- What is expected -
What is needed is an exact copy of the line with "Exercise. Point out the car" and all lines that follow it in the entries below, the last line included.

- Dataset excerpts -
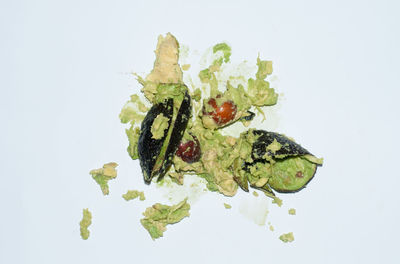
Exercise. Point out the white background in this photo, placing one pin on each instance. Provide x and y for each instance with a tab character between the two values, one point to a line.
65	73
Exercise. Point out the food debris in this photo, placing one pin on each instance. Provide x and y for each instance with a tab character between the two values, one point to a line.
287	237
157	217
227	206
277	201
103	175
85	223
133	194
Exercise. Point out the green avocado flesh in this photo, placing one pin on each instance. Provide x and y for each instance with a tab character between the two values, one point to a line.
224	95
254	159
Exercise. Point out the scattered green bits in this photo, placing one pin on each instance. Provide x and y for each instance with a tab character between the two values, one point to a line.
277	201
133	194
103	175
85	223
227	206
157	217
287	237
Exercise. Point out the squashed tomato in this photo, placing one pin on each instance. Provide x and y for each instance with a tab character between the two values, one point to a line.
189	151
222	114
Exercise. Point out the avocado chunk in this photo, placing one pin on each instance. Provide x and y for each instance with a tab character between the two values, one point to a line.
156	153
279	163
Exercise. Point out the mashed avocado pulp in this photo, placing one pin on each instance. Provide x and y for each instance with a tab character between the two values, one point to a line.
226	162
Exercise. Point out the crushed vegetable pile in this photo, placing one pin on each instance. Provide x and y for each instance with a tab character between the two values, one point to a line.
178	129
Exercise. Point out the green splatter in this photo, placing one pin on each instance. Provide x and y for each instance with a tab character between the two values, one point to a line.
85	223
103	175
133	194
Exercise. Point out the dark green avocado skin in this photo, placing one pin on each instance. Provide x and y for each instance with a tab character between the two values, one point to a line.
180	125
289	147
148	147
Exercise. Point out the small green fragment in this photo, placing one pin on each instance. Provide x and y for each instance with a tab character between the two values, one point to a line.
133	138
160	124
185	67
85	223
196	95
157	217
133	194
277	201
103	175
287	237
226	50
264	69
274	146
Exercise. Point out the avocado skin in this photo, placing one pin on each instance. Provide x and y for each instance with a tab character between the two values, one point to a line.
289	149
179	128
148	147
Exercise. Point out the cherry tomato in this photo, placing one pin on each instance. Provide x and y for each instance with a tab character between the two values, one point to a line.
224	113
189	151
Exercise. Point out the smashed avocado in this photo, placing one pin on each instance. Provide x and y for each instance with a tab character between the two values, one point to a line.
133	194
103	175
157	217
85	223
287	237
258	159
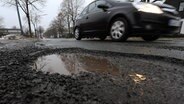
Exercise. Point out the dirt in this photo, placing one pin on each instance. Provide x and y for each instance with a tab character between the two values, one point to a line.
143	79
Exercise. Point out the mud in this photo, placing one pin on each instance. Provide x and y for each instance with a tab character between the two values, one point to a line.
141	79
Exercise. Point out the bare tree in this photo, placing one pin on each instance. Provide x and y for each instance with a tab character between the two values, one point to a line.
40	31
71	9
35	20
1	22
26	6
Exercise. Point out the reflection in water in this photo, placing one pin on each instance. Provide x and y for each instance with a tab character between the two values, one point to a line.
138	78
68	64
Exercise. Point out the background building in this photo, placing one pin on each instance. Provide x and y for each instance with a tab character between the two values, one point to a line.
179	4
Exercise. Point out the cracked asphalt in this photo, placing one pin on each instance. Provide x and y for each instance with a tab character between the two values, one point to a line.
149	72
166	47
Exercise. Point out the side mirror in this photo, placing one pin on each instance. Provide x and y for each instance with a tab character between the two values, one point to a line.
103	6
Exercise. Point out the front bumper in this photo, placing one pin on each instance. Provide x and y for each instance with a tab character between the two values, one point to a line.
162	24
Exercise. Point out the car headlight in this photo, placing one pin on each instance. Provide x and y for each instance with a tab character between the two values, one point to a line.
149	8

- Answer to this problem -
Exercise. Point out the car headlight in this photo, placing one pin on each instance. Provide x and y for each instance with a tab character between the two values, one point to a line.
149	8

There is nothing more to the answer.